The line that holds "Target: silver fork" marks the start. Return it and each following line through the end of the data, unchanged.

■ ■ ■ ■

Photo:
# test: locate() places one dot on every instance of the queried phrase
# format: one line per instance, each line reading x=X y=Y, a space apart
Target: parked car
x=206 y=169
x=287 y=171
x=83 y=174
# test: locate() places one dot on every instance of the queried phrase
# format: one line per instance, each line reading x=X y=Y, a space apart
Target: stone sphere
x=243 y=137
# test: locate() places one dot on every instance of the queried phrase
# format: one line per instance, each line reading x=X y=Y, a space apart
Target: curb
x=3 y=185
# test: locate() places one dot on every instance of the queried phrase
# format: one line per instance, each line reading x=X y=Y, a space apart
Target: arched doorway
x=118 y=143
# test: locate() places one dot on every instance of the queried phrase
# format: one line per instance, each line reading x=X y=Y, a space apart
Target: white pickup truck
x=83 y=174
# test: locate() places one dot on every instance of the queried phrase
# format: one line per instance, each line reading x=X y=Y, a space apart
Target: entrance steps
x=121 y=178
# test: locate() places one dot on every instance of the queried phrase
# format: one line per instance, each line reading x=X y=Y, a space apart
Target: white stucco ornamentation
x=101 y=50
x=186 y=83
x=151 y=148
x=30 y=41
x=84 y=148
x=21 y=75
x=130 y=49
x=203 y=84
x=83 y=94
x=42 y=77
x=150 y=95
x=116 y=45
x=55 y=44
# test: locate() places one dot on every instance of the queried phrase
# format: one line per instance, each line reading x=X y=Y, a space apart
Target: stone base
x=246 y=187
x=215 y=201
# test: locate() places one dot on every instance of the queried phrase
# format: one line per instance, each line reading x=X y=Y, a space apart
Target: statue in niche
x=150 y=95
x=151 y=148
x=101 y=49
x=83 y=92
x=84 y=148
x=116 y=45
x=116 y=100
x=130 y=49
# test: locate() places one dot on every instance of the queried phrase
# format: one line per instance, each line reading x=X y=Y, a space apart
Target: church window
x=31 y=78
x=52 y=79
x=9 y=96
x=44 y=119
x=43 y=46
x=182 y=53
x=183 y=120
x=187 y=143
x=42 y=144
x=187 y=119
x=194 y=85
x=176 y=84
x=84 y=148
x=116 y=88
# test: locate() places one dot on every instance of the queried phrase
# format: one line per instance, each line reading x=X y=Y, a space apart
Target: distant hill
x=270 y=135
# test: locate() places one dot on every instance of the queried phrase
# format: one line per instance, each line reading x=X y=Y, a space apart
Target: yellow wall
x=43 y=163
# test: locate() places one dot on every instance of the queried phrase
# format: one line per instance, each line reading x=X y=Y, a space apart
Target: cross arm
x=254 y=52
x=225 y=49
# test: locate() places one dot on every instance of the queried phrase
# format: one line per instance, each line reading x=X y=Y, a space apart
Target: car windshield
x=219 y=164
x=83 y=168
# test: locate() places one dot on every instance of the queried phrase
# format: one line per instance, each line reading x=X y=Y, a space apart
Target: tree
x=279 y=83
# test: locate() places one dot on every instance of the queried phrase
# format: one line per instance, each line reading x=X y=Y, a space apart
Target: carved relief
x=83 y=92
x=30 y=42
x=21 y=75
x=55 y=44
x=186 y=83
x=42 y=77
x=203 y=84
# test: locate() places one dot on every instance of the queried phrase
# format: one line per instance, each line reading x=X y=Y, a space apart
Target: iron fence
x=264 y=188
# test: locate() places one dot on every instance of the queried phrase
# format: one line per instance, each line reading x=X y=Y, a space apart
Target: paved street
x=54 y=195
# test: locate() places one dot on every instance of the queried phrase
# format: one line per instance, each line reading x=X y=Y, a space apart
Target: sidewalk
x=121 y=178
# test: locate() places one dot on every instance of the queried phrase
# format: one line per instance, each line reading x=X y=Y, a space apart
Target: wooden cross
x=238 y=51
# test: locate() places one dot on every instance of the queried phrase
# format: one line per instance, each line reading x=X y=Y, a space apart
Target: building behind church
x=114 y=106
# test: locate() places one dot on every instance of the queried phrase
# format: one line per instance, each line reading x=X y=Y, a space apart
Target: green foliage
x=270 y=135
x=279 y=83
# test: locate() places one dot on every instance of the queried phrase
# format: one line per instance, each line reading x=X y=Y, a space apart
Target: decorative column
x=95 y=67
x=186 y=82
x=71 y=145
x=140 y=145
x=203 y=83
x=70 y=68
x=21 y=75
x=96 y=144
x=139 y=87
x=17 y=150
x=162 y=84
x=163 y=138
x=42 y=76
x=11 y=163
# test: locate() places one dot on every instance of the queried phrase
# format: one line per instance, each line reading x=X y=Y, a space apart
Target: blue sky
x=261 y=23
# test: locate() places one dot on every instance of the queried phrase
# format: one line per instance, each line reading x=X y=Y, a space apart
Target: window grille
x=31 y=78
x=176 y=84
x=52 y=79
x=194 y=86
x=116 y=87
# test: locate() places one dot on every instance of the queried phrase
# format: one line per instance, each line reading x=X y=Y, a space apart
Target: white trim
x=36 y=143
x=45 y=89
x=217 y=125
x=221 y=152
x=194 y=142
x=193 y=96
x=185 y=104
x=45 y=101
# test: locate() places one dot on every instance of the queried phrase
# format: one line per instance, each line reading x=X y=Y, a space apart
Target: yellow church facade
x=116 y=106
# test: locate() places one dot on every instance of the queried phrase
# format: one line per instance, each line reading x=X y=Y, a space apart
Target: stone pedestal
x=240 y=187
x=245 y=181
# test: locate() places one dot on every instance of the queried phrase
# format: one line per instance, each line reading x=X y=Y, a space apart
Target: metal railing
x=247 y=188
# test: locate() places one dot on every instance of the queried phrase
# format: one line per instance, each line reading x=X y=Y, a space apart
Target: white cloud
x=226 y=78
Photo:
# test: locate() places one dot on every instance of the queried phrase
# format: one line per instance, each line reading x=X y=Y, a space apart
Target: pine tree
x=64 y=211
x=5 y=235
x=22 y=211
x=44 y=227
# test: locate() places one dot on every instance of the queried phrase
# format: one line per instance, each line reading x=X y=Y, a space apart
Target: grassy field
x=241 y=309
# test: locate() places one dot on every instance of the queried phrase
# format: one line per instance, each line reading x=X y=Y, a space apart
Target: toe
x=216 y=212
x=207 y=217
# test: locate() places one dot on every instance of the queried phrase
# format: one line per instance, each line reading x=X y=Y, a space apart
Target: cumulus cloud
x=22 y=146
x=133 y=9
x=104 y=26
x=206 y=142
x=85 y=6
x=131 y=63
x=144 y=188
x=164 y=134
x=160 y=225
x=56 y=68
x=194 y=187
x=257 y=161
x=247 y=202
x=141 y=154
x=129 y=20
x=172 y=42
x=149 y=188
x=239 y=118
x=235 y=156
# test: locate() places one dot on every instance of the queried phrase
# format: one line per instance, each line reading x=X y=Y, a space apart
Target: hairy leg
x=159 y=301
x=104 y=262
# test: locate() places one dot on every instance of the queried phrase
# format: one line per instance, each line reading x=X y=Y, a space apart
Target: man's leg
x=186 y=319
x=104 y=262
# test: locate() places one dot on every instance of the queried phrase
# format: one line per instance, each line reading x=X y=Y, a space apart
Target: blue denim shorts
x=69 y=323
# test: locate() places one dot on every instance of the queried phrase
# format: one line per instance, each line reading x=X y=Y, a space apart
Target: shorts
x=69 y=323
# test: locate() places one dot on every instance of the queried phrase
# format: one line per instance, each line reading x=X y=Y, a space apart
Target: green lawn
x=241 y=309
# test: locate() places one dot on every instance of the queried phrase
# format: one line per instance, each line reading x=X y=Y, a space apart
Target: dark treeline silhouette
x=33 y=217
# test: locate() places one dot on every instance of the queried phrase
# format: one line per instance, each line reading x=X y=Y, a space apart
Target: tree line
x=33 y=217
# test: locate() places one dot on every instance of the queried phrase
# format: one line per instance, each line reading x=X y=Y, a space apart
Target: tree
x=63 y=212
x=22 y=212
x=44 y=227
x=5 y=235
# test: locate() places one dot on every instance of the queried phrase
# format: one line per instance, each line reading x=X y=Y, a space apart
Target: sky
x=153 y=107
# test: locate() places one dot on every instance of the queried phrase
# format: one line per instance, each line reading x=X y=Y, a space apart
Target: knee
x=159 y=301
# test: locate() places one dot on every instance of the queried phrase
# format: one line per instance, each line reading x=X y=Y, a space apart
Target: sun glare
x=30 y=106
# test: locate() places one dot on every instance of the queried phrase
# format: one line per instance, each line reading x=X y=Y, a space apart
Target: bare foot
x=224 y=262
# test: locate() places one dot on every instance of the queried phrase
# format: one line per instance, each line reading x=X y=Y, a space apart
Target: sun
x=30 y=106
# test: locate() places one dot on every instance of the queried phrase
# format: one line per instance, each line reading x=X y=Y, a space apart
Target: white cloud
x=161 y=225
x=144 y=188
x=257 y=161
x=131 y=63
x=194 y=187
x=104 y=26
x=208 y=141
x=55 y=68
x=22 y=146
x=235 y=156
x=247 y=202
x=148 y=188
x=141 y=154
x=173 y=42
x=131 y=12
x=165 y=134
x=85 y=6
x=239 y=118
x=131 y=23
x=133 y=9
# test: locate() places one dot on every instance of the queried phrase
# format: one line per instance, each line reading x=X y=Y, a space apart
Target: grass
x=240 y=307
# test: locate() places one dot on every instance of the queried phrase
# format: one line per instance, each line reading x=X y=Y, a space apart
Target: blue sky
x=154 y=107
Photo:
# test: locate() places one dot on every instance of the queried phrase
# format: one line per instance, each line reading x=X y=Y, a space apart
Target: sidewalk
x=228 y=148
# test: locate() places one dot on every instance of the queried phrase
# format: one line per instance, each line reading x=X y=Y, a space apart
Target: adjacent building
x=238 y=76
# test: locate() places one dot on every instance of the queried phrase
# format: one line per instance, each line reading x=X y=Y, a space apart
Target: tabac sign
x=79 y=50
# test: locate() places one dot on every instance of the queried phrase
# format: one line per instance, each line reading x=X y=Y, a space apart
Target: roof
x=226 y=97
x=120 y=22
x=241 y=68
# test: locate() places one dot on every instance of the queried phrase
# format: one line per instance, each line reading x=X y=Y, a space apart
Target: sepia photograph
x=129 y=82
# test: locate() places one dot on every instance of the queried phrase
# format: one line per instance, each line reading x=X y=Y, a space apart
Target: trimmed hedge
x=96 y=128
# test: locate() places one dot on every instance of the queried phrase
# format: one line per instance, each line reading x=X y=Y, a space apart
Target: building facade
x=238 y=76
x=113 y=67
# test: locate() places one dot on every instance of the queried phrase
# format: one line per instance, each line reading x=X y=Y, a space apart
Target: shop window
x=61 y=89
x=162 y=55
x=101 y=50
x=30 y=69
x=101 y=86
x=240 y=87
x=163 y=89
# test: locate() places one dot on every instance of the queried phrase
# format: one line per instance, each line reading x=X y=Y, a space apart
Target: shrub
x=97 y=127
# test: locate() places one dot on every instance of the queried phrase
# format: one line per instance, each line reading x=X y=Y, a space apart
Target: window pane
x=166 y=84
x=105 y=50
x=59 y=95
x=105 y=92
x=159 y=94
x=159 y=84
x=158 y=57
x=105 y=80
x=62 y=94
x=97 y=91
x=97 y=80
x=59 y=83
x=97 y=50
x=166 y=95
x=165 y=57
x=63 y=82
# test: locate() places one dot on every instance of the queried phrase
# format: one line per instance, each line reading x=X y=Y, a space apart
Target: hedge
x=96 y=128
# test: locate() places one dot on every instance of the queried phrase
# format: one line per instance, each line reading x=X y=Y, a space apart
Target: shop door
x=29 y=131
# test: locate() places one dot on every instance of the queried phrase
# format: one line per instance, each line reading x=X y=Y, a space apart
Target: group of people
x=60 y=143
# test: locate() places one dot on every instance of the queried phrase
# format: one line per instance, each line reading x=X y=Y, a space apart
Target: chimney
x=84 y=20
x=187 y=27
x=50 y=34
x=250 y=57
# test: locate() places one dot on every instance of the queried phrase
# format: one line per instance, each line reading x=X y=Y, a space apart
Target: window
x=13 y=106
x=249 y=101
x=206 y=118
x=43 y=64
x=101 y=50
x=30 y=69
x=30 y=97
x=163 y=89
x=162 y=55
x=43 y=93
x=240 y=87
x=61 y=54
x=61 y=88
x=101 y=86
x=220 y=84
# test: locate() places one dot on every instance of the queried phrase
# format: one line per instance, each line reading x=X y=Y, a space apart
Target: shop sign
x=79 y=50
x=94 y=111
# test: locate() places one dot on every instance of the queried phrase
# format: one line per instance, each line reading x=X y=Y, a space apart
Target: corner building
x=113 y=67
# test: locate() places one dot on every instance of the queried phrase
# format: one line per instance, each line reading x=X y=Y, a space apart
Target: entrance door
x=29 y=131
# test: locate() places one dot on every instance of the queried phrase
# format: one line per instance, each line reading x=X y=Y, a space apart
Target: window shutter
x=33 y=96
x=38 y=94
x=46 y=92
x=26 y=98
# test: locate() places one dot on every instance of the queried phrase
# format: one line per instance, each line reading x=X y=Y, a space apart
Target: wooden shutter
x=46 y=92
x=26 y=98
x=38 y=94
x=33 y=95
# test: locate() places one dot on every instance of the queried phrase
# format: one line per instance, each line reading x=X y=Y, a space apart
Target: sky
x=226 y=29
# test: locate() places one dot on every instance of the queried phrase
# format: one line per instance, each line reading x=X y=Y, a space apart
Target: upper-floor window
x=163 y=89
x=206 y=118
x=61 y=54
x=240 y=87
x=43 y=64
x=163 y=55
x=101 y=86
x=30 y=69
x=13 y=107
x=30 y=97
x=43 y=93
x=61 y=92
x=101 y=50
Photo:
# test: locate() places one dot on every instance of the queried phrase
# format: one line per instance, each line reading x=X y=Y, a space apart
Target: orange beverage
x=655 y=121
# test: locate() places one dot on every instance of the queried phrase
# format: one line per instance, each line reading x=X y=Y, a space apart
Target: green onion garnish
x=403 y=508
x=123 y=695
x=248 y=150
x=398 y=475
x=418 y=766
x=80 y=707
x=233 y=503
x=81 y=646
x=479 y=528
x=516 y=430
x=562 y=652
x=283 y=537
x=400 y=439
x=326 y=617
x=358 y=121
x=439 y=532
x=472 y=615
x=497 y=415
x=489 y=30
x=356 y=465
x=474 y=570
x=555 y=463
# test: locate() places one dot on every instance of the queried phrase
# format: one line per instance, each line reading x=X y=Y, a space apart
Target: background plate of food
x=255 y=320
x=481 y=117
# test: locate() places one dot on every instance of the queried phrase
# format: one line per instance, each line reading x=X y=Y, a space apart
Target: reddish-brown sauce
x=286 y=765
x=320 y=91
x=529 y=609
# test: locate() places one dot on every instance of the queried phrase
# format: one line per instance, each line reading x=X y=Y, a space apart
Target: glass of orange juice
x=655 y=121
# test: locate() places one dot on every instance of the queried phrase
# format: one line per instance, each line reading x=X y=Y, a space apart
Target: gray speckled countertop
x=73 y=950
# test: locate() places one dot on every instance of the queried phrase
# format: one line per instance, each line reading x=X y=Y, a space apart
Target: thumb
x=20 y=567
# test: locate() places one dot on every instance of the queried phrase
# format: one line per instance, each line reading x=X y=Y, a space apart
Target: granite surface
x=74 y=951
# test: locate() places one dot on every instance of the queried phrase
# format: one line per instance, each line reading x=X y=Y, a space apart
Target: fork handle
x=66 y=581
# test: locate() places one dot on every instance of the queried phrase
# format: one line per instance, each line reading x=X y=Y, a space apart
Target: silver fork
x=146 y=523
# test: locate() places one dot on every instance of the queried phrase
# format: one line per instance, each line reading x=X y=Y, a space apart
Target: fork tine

■ ■ ■ ■

▶ **SOLUTION**:
Target: silver fork
x=146 y=523
# test: locate() places one dot on every instance of the queried phrase
# format: one line per instance, each line reading x=X y=Y, a space apart
Target: fork tine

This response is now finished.